Task goal:
Please copy out, word for word, the lines of the records below that run from the line containing "Output form: <point>418,395</point>" through the line containing "<point>967,119</point>", both of those lines included.
--- start Records supplied ---
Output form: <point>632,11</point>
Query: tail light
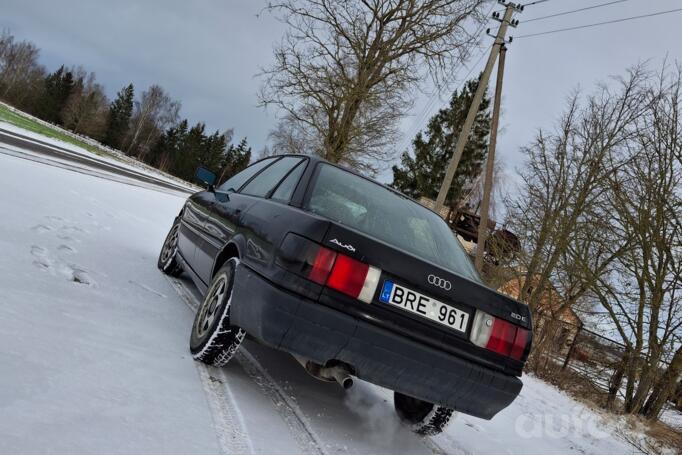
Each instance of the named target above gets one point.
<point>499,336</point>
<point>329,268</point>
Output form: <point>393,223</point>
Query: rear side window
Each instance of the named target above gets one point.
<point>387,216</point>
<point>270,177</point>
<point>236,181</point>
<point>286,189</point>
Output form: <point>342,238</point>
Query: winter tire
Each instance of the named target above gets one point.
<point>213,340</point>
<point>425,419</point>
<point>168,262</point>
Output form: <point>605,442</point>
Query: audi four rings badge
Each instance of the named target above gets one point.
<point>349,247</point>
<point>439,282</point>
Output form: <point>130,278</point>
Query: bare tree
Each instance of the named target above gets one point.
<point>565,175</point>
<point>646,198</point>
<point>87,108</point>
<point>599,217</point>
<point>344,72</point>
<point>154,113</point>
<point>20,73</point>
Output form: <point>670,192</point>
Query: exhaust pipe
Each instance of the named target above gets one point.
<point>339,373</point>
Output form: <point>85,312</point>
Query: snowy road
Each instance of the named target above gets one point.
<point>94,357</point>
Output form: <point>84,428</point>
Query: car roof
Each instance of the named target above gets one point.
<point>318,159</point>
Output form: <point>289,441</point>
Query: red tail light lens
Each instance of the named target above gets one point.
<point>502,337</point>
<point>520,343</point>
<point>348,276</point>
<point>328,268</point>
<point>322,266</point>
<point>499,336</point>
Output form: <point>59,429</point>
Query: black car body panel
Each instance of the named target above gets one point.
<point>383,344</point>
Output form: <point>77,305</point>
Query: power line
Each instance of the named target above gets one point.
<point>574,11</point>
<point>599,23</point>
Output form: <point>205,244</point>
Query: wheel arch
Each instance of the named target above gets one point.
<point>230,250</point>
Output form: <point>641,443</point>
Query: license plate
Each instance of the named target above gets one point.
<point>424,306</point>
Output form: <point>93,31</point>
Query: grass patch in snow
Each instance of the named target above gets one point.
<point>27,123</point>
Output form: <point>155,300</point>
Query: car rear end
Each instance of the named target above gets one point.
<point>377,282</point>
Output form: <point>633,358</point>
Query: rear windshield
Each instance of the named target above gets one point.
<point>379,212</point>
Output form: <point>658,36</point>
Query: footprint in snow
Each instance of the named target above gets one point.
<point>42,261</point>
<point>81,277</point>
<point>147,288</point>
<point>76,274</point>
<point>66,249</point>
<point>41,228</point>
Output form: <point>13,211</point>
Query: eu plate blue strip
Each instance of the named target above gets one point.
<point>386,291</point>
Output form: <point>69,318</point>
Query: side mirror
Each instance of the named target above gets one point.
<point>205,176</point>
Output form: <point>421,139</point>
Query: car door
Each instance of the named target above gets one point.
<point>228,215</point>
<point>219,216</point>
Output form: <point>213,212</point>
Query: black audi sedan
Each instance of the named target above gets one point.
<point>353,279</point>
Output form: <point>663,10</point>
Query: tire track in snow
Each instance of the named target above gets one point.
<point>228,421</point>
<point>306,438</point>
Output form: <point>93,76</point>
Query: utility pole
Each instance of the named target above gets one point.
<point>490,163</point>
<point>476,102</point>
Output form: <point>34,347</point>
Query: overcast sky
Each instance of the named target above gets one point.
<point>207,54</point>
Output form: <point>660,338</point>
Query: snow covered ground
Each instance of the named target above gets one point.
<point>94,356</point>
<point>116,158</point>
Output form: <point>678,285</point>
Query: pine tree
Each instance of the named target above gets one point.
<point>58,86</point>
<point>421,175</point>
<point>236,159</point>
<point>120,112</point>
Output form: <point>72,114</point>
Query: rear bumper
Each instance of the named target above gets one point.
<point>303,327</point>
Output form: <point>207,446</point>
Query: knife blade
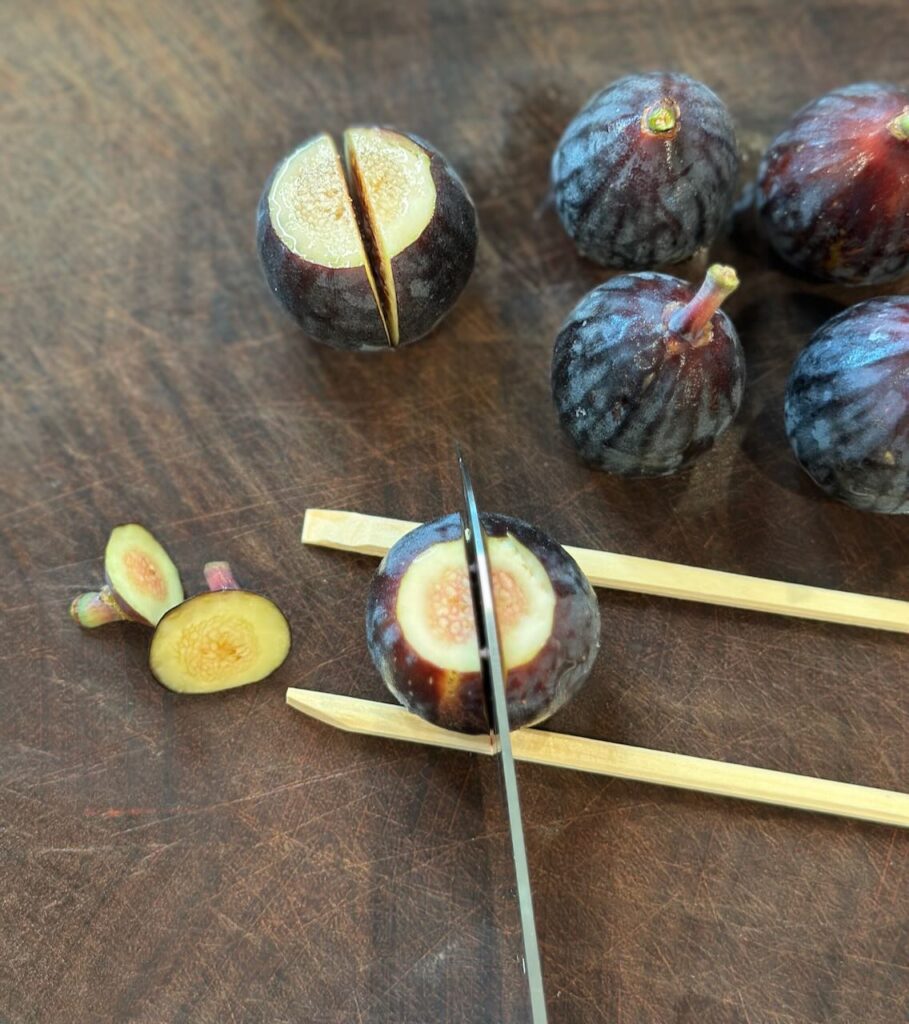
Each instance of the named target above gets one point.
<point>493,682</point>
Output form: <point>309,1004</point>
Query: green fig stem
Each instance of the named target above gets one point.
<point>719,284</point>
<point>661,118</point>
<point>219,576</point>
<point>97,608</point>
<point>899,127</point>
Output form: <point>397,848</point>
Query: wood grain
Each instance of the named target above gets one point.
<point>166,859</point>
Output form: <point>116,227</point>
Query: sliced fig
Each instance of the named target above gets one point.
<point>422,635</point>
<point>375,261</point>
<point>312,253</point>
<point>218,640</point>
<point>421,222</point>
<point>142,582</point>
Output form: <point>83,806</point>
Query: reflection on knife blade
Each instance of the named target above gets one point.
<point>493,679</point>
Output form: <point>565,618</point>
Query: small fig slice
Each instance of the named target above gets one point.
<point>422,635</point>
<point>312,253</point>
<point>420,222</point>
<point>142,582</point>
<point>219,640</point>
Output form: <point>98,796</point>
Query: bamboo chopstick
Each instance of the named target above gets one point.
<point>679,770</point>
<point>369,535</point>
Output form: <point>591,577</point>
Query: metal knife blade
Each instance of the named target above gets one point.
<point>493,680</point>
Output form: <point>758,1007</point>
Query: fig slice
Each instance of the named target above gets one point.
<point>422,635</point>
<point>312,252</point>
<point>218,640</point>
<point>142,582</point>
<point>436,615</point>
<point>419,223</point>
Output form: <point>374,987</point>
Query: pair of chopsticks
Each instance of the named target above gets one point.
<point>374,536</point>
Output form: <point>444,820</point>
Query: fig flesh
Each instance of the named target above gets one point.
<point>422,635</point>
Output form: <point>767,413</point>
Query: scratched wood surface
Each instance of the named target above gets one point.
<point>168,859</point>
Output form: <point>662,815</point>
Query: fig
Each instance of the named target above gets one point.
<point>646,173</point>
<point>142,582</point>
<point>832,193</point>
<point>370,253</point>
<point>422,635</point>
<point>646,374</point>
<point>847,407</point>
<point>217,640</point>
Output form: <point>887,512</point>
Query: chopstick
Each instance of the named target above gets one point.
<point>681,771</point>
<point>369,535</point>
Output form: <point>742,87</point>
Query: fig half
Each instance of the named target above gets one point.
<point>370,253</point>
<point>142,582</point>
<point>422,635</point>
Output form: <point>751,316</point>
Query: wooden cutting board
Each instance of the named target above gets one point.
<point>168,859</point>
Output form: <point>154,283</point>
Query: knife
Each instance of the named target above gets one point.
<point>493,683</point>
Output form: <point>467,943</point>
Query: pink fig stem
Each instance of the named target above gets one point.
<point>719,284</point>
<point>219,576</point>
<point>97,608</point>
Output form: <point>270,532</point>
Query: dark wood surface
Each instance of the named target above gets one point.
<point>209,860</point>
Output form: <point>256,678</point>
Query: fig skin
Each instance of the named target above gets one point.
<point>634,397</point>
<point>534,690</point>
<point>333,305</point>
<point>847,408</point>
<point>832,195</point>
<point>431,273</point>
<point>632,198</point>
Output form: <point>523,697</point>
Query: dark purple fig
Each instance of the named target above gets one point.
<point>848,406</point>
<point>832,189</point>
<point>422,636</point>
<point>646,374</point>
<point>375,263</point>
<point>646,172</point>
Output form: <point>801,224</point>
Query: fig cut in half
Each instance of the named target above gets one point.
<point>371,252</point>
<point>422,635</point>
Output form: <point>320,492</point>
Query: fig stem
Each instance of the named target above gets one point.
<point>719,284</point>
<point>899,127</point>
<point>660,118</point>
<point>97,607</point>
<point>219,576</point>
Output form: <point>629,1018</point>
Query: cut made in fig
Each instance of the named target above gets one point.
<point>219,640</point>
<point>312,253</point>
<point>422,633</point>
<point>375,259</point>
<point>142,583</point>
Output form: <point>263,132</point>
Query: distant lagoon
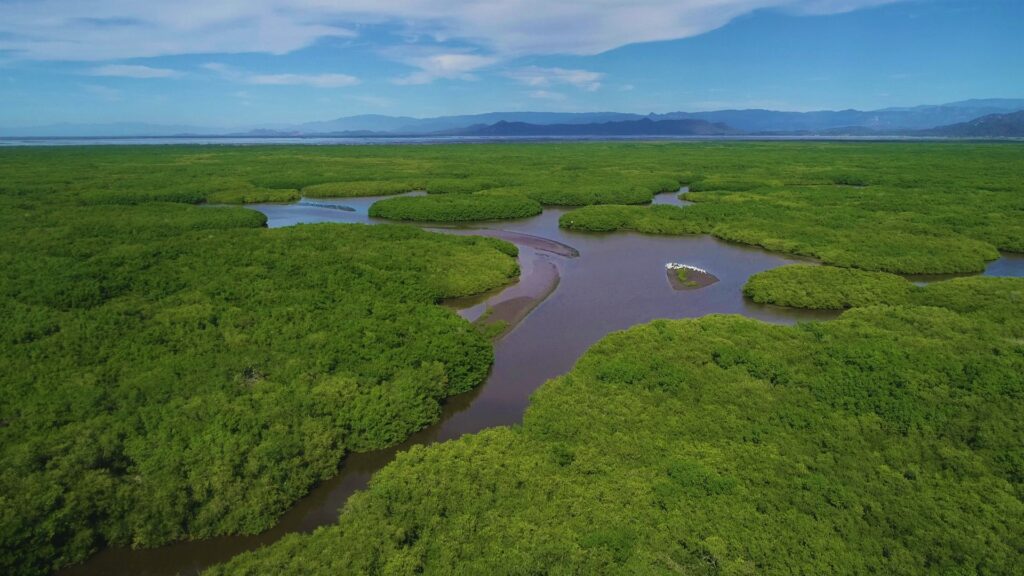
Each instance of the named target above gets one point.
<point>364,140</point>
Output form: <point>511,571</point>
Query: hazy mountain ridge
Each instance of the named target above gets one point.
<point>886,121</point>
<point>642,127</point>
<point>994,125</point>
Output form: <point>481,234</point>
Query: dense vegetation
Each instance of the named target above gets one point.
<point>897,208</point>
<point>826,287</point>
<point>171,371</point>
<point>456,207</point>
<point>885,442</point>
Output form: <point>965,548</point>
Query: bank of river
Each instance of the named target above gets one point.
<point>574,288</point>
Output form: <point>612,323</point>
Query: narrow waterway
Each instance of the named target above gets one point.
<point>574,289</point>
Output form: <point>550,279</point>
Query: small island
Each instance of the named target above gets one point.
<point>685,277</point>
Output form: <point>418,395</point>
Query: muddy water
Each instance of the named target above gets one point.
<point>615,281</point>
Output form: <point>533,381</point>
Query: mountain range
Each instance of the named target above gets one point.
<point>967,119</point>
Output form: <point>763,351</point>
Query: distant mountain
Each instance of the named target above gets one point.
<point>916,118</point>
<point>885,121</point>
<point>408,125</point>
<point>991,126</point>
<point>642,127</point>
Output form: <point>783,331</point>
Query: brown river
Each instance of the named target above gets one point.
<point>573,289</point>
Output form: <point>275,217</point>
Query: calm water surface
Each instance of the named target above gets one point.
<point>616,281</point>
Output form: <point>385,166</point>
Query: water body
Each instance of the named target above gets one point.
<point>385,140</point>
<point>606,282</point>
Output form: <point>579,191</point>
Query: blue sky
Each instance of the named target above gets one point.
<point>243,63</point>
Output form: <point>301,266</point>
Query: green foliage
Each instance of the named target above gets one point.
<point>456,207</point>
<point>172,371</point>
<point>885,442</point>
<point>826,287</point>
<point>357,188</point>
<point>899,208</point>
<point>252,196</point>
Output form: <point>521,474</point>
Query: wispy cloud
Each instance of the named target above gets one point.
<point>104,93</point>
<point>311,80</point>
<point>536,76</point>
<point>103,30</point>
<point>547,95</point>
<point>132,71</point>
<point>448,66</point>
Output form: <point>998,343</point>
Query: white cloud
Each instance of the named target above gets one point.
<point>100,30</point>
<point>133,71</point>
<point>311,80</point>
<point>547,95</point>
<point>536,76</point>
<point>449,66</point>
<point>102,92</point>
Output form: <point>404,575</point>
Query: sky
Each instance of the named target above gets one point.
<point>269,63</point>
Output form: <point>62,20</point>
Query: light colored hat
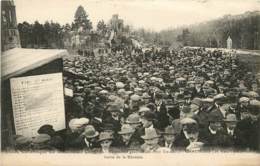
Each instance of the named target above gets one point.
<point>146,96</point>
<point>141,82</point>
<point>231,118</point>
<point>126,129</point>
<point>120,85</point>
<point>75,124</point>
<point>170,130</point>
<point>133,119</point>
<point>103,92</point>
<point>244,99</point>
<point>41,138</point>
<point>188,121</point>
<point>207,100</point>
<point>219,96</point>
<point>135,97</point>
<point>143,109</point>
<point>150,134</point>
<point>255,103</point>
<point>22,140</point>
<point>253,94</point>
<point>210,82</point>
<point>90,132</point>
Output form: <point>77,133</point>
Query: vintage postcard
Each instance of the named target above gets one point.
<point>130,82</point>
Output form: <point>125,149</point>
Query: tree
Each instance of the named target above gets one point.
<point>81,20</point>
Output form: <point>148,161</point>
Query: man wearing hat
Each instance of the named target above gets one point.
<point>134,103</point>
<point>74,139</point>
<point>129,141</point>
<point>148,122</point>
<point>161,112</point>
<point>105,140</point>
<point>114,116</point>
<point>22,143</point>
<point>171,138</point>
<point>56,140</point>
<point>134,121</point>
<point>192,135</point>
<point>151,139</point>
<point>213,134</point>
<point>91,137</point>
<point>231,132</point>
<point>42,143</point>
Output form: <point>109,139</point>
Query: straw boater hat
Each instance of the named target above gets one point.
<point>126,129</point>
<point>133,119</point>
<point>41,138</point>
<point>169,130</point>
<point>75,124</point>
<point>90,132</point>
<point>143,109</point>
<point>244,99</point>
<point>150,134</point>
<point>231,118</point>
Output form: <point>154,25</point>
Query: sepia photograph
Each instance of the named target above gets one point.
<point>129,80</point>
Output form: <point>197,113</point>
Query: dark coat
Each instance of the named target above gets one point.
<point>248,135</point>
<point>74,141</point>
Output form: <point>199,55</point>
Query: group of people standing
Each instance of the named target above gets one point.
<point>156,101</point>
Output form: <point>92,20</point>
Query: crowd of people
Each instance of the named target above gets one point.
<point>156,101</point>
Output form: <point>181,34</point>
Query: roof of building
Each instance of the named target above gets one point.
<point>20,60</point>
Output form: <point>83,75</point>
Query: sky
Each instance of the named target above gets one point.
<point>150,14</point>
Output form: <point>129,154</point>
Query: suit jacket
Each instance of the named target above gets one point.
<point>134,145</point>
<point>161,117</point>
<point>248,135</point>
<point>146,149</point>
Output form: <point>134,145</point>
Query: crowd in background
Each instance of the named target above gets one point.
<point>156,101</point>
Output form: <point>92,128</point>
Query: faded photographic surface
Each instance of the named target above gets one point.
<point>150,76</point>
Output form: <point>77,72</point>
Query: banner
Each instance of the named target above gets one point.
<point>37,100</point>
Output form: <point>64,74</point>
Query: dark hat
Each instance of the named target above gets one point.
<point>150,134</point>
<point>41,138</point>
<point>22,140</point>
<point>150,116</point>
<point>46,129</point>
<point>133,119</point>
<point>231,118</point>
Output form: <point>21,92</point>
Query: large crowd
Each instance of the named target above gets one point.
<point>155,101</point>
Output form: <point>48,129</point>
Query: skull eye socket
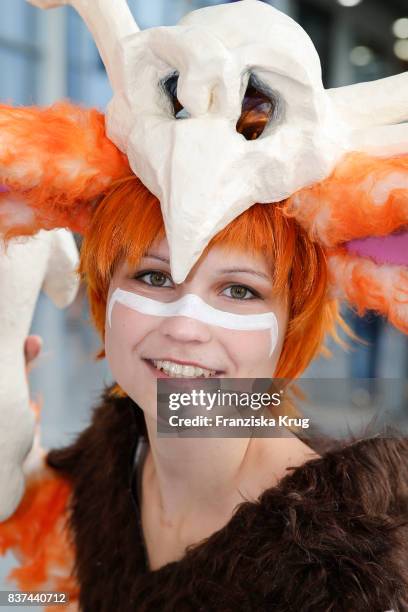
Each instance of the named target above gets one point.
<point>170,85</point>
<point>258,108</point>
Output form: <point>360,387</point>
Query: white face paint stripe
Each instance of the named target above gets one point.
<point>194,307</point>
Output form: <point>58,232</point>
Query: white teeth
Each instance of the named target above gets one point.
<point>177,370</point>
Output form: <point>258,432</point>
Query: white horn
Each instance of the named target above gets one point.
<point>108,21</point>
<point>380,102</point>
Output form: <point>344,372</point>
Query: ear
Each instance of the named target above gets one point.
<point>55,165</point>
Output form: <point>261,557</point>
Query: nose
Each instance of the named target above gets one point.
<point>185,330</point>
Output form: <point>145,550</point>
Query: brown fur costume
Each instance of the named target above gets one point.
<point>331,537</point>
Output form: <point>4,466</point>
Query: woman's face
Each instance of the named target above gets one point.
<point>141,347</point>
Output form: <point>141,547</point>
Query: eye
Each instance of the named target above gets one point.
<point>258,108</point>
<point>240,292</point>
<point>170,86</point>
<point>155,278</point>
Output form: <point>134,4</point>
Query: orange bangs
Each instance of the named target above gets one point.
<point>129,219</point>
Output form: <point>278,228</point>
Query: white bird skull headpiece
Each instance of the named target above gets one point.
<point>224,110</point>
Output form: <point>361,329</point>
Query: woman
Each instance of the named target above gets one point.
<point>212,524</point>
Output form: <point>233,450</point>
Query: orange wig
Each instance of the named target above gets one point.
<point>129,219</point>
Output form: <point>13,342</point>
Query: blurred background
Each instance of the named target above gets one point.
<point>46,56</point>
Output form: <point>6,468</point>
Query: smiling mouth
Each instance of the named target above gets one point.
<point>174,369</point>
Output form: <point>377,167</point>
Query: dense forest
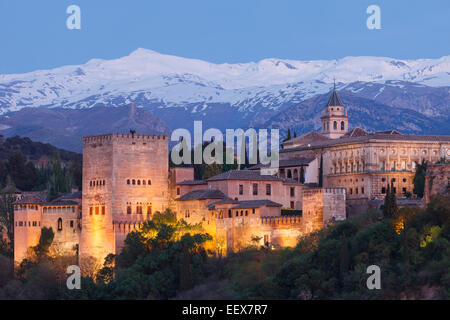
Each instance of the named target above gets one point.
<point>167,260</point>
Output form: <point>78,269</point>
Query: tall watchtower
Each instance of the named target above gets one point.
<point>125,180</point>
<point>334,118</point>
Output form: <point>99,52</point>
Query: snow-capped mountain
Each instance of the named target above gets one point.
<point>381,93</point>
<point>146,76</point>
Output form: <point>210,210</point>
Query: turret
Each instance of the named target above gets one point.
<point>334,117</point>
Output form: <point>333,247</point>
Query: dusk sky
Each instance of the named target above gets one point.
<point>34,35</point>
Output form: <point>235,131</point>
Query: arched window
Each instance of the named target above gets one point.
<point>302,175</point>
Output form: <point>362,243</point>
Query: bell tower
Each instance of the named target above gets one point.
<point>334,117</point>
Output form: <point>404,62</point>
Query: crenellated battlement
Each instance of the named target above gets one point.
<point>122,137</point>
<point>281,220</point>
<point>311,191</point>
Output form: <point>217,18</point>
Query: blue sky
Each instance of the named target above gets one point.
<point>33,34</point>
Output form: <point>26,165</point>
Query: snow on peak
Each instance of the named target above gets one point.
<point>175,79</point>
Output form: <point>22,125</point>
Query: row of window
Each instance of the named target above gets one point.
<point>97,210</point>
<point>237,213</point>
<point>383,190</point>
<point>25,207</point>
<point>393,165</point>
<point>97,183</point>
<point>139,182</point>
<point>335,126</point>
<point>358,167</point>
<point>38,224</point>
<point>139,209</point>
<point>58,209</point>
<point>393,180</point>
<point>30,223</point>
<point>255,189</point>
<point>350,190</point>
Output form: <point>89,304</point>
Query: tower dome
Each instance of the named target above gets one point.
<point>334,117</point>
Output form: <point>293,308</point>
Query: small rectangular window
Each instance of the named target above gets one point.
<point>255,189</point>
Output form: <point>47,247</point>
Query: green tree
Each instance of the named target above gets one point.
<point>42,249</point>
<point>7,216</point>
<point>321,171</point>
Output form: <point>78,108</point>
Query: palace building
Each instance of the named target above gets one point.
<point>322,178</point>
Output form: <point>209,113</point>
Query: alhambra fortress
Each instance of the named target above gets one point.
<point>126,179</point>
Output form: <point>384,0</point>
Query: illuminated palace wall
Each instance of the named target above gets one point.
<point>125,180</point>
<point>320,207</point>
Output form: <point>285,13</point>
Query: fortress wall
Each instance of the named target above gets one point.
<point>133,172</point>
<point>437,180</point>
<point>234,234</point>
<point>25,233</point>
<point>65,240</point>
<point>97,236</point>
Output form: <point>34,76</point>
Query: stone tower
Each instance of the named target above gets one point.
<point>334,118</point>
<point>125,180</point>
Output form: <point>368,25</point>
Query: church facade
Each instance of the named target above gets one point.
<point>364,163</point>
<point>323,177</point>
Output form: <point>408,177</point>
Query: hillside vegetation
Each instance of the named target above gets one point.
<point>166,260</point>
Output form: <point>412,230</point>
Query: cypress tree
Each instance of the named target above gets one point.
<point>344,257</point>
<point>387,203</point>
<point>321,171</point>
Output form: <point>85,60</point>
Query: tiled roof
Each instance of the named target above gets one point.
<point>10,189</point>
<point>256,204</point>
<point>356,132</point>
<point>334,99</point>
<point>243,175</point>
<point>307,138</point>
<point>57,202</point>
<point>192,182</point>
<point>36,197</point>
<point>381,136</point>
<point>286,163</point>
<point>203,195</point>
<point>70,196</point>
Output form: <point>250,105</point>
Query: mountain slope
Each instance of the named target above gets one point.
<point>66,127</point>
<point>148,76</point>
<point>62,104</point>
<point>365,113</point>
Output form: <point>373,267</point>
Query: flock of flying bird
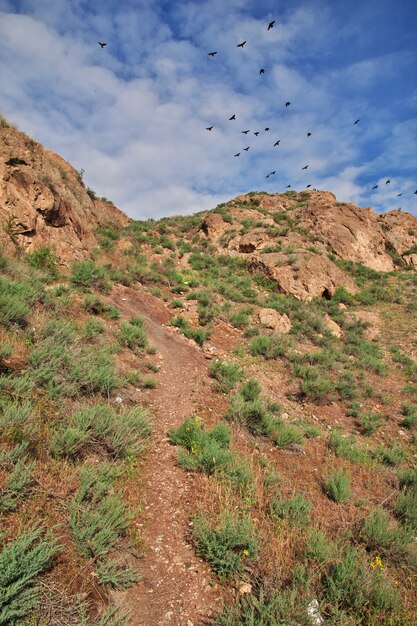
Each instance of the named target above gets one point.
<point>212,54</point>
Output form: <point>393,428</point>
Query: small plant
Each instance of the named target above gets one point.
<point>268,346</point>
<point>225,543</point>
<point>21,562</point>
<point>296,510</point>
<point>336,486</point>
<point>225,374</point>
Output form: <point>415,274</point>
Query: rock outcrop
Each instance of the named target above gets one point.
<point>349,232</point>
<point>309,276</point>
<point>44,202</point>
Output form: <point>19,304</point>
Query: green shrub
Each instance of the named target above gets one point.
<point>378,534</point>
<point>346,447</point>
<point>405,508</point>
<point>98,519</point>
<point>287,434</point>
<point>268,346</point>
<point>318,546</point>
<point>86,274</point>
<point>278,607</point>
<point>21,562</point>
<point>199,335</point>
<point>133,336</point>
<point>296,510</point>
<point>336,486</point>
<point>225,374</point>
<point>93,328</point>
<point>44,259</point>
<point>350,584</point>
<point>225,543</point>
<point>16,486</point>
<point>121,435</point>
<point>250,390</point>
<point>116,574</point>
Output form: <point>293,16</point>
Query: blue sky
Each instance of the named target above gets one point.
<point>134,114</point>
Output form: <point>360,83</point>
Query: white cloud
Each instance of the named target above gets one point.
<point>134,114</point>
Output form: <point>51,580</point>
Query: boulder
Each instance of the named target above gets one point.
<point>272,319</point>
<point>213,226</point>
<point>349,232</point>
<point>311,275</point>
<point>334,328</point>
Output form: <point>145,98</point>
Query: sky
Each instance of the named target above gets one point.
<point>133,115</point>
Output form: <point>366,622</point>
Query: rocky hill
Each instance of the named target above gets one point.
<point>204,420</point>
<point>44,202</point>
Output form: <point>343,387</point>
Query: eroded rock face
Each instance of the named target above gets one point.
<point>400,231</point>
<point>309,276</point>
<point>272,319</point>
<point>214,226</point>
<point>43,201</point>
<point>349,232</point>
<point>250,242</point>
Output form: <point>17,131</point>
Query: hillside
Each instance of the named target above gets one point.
--- end Records supplied ---
Written solution:
Output form: <point>418,395</point>
Query: muddy water
Each instance of the named target above gets one point.
<point>615,281</point>
Output form: <point>533,381</point>
Query: mountain range
Each instance of the named target above gets one point.
<point>967,119</point>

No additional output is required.